__WHAT YOU SHOULD DO__. Give the number of lines in the data below where the word "water" appears, and nothing besides.

══ ENTRIES PROVIDED ══

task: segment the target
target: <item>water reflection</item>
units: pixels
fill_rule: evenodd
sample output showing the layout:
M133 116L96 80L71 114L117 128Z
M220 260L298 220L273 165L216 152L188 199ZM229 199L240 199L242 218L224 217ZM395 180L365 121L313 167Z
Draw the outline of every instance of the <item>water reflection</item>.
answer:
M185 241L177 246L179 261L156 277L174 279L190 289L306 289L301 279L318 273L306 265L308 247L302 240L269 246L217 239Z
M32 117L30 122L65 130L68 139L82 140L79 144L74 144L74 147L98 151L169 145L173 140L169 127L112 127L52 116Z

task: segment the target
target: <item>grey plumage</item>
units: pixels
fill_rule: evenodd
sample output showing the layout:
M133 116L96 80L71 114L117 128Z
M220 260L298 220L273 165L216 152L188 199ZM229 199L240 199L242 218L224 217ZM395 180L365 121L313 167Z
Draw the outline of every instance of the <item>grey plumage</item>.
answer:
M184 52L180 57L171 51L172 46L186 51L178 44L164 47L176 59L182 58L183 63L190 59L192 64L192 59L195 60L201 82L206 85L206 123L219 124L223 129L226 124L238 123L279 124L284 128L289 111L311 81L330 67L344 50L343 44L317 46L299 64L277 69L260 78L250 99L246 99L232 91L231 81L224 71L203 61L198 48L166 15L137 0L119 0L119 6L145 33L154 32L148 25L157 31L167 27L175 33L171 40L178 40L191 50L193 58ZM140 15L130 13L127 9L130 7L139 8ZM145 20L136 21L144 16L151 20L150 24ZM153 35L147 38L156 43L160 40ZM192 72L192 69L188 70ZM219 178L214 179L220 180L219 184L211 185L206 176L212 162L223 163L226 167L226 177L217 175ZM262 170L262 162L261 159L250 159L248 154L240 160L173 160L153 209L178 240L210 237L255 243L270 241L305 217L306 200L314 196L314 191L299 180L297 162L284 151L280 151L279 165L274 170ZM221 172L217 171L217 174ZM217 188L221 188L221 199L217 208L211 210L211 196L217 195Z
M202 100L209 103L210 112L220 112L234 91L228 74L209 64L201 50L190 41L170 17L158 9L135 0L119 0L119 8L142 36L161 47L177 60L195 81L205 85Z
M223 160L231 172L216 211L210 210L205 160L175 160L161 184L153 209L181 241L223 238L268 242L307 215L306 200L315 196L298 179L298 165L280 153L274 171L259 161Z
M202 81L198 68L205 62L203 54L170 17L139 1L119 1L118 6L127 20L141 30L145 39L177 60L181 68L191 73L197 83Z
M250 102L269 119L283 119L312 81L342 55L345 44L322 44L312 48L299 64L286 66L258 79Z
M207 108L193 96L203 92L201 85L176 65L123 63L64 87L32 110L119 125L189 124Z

═══

__SOLUTION TO THIS EXERCISE__. 2